§ **WHAT THIS TASK INVOLVES**
Would you set down every entry shown below, precisely as written?

§ **DATA SUPPLIED**
■ ■ ■ ■
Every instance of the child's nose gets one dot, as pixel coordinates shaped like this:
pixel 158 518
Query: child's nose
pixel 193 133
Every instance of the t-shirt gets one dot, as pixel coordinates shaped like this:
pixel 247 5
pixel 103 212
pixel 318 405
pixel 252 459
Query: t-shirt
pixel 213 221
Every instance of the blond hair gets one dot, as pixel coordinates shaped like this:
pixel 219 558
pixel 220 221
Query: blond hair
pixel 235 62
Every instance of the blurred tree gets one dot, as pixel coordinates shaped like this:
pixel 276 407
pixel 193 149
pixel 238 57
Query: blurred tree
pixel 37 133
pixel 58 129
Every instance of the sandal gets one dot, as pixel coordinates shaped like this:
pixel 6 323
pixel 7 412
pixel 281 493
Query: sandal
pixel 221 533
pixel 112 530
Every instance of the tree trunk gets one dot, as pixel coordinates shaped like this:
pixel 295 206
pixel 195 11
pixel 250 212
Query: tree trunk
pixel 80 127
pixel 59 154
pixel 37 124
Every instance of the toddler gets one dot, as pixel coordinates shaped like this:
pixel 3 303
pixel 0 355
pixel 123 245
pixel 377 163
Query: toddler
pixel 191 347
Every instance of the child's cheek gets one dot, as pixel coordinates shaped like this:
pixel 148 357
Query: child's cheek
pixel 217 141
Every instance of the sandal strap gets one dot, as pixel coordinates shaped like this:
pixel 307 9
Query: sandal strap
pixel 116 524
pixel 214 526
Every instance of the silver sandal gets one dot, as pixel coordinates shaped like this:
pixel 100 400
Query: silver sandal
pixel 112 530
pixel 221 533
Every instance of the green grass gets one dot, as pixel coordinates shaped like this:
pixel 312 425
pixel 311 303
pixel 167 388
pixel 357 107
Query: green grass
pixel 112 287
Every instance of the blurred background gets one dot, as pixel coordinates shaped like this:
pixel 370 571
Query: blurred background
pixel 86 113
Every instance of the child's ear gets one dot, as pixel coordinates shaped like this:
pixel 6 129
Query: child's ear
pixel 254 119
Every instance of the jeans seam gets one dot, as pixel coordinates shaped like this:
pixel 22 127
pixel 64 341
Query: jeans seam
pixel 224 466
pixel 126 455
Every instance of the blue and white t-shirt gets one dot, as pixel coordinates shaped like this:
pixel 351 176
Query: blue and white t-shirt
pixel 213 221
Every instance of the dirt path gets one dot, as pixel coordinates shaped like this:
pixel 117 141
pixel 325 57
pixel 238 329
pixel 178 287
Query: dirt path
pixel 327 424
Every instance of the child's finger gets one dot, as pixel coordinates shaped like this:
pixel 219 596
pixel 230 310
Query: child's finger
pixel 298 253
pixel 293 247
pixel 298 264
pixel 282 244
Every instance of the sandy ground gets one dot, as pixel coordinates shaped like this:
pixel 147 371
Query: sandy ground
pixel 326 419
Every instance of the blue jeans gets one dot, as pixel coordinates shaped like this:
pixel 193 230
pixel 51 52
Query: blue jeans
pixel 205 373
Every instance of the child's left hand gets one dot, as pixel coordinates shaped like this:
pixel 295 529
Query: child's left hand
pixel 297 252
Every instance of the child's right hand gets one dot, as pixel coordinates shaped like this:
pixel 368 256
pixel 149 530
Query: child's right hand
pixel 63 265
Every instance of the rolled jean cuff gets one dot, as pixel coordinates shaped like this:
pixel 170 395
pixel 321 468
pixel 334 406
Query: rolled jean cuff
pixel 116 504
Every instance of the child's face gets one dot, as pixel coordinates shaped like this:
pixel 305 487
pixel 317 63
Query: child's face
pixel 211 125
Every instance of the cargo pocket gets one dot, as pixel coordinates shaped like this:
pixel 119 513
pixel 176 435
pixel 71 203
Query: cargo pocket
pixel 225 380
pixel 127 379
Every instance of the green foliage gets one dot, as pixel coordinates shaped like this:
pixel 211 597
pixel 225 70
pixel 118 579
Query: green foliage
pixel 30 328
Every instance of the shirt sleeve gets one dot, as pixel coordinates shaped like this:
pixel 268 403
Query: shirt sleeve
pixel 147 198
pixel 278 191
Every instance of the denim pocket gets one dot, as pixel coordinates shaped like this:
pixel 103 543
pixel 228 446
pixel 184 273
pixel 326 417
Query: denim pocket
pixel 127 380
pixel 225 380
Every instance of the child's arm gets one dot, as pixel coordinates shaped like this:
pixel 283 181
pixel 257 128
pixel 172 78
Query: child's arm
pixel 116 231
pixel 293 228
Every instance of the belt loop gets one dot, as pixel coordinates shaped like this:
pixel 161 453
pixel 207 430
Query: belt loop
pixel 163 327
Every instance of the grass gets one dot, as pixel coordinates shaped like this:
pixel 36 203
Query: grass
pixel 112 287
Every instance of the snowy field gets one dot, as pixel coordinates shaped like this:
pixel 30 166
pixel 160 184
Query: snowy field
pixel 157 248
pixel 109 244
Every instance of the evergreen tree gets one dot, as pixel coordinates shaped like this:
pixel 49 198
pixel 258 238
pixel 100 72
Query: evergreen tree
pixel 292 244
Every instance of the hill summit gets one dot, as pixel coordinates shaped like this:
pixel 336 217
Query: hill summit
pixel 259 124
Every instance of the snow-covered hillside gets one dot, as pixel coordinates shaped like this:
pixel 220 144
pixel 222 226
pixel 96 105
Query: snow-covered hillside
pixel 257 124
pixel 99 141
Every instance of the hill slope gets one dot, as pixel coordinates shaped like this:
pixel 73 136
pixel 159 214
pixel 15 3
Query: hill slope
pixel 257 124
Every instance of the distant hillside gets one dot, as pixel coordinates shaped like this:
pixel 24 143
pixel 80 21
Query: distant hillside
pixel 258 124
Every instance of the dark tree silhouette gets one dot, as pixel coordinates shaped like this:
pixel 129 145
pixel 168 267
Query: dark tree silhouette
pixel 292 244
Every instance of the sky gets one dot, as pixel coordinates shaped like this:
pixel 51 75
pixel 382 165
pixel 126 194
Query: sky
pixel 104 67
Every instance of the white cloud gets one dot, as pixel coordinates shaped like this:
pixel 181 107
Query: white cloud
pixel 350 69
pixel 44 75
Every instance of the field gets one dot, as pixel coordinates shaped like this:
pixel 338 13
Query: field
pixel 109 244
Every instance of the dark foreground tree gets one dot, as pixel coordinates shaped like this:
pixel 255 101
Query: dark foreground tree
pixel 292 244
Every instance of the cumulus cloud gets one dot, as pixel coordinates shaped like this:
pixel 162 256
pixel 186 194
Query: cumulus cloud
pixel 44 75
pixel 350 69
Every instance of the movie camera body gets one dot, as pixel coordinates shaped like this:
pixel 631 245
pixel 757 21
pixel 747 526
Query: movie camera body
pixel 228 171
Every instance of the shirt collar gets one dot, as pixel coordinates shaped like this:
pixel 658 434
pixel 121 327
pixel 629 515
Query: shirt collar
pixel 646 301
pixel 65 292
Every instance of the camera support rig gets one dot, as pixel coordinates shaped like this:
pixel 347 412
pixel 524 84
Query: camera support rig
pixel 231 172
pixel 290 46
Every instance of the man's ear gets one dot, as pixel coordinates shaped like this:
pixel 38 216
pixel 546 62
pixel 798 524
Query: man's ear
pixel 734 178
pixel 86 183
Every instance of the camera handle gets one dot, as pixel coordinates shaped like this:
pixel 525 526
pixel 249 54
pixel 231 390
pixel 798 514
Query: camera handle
■ ■ ■ ■
§ **EXERCISE RESULT**
Every instance of the child's nose gets one dot, as pixel coordinates shaped like this:
pixel 158 518
Query: child's nose
pixel 193 133
Every instance of the t-shirt gets one dot, as pixel coordinates shaped like this:
pixel 247 5
pixel 103 212
pixel 318 405
pixel 252 459
Query: t-shirt
pixel 213 221
Every instance of the blond hair gets one dot, as pixel coordinates shaped like this:
pixel 219 558
pixel 220 221
Query: blond hair
pixel 235 62
Every instance of the blurred tree gets one dot, as pixel coordinates shaped like this:
pixel 276 407
pixel 193 149
pixel 238 57
Query: blurred tree
pixel 37 133
pixel 58 129
Every instance of the sandal gets one dot, as pixel coordinates shaped like this:
pixel 6 323
pixel 7 412
pixel 281 493
Query: sandal
pixel 221 533
pixel 112 530
Every instance of the tree trunk gets one dot, as pixel coordinates shaped like this:
pixel 295 206
pixel 195 11
pixel 250 212
Query: tree trunk
pixel 80 127
pixel 59 154
pixel 37 124
Every instance of the toddler gets one dot, as pixel coordinates shaped like this:
pixel 3 303
pixel 0 355
pixel 123 245
pixel 377 163
Query: toddler
pixel 191 347
Every instance of the child's cheek gets one dot, as pixel coordinates shaped like this:
pixel 148 357
Query: child's cheek
pixel 217 141
Every instance of the sandal strap gets one dot, as pixel coordinates shaped like this:
pixel 307 9
Query: sandal strap
pixel 116 524
pixel 214 526
Every instance of the silver sandal gets one dot, as pixel coordinates shaped like this:
pixel 100 400
Query: silver sandal
pixel 112 530
pixel 221 533
Every instance of the green grass gets one dot, as pixel coordinates shaped like this:
pixel 312 425
pixel 311 303
pixel 167 388
pixel 357 107
Query: green grass
pixel 112 287
Every instance of the blurred background gets one dot, as pixel coordinates shaped like this:
pixel 370 571
Query: blurred background
pixel 86 113
Every instance of the child's ear gets one dot, as pixel coordinates shaped like this:
pixel 6 129
Query: child's ear
pixel 254 119
Every instance of the jeans seam gets one dot, as pixel coordinates shaped like this:
pixel 22 127
pixel 64 341
Query: jeans seam
pixel 224 466
pixel 126 455
Every instance of the blue and white t-shirt gets one dot, as pixel coordinates shaped like this:
pixel 351 176
Query: blue and white t-shirt
pixel 213 221
Every instance of the dirt path gets one dot, as pixel coordinates shaped like this:
pixel 117 141
pixel 325 57
pixel 238 329
pixel 178 287
Query: dirt path
pixel 327 424
Every instance of the child's finger gets one dot, as pixel coordinates shaped like this:
pixel 219 596
pixel 230 310
Query: child's finger
pixel 298 253
pixel 293 247
pixel 298 264
pixel 282 244
Every instance of the sandy ground gets one dot, as pixel coordinates shaped like this:
pixel 147 371
Query: sandy ground
pixel 326 419
Every instance of the blue jeans gets one dot, as pixel coordinates shaped like this:
pixel 193 230
pixel 51 52
Query: blue jeans
pixel 205 373
Every instance of the child's left hand gets one dot, as pixel coordinates shaped like this:
pixel 295 529
Query: child's left hand
pixel 297 252
Every instance of the child's right hand gets one dot, as pixel coordinates shaped like this:
pixel 368 256
pixel 149 530
Query: child's right hand
pixel 63 265
Every instance of the rolled jean cuff gets one dot, as pixel coordinates shaped like this:
pixel 170 395
pixel 321 468
pixel 334 406
Query: rolled jean cuff
pixel 116 504
Every instance of the child's face gets one dot, as pixel coordinates shaped like this:
pixel 305 487
pixel 317 63
Query: child's face
pixel 211 125
Every instance of the cargo pocket gets one dot, as pixel coordinates shaped like this:
pixel 119 513
pixel 176 435
pixel 71 203
Query: cargo pocket
pixel 225 380
pixel 127 379
Every instance of the green foliage gets one dot, as pixel coordinates shaped like this:
pixel 211 597
pixel 225 70
pixel 118 579
Query: green foliage
pixel 30 328
Every instance of the shirt sleeve gets one dot, as pixel coordinates shaped like this:
pixel 268 403
Query: shirt sleeve
pixel 147 198
pixel 278 191
Every instance of the denim pocket gets one dot, as pixel coordinates shaped like this:
pixel 103 543
pixel 228 446
pixel 184 273
pixel 326 417
Query: denim pocket
pixel 127 380
pixel 225 380
Every instance of the child's arm gets one dot, as pixel coordinates shaped like this:
pixel 283 181
pixel 257 128
pixel 172 78
Query: child's arm
pixel 116 231
pixel 293 228
Every instance of the belt loop gets one dot, as pixel coordinates shaped like this:
pixel 161 453
pixel 207 430
Query: belt loop
pixel 163 327
Every instance of the grass gets one dot, as pixel coordinates shaped like this:
pixel 36 203
Query: grass
pixel 112 287
Every instance of the snowy field gets one dot, as pixel coordinates shaped like this:
pixel 30 166
pixel 160 184
Query: snowy field
pixel 157 248
pixel 109 244
Every instance of the evergreen tree gets one dot, as pixel coordinates shaped like this:
pixel 49 198
pixel 258 238
pixel 100 72
Query: evergreen tree
pixel 292 244
Every instance of the hill summit gets one dot, as pixel coordinates shaped like this:
pixel 336 217
Query: hill summit
pixel 259 124
Every instance of the snow-covered hillside gets one dot, as pixel coordinates shaped like this:
pixel 220 144
pixel 222 226
pixel 96 105
Query: snow-covered hillside
pixel 257 124
pixel 99 141
Every instance of the hill slope gets one dot, as pixel coordinates shaped like this:
pixel 73 136
pixel 159 214
pixel 15 3
Query: hill slope
pixel 257 124
Every instance of the distant hillside gets one dot, as pixel coordinates shaped like this:
pixel 24 143
pixel 80 21
Query: distant hillside
pixel 258 124
Every instance of the dark tree silhouette gets one dot, as pixel coordinates shaped like this:
pixel 129 145
pixel 168 267
Query: dark tree silhouette
pixel 292 244
Every instance of the sky gets one dot, as pixel coordinates shaped like this:
pixel 51 75
pixel 382 165
pixel 126 194
Query: sky
pixel 104 67
Every instance of the white cloud gets one dot, as pixel coordinates shaped like this:
pixel 181 107
Query: white cloud
pixel 350 69
pixel 44 75
Every instance of the field gets one dot, as pixel coordinates shaped like this:
pixel 338 13
Query: field
pixel 109 244
Every instance of the dark foreground tree gets one dot, as pixel coordinates shaped like this:
pixel 255 101
Query: dark foreground tree
pixel 292 244
Every instance of the cumulus cloud gets one dot, as pixel coordinates shaped like this:
pixel 162 256
pixel 186 194
Query: cumulus cloud
pixel 44 75
pixel 350 69
Every instance of the movie camera body gets one dot, as pixel coordinates shaped like this:
pixel 631 245
pixel 757 21
pixel 747 526
Query: movie camera body
pixel 228 171
Every instance of the shirt collar gets one dot, as pixel coordinates shaped like this:
pixel 658 434
pixel 121 327
pixel 629 515
Query: shirt collar
pixel 646 301
pixel 65 292
Every instance of the camera support rig gets one dot, as pixel coordinates shaped like this:
pixel 347 412
pixel 524 84
Query: camera support rig
pixel 231 172
pixel 290 46
Every instance of the man's ear gets one dot, as pixel coordinates shaped like this:
pixel 38 216
pixel 546 62
pixel 798 524
Query: man's ear
pixel 734 178
pixel 86 183
Every instance of the camera handle gets one dot, as pixel coordinates shaped like this:
pixel 525 526
pixel 249 54
pixel 231 390
pixel 798 514
Query: camera handle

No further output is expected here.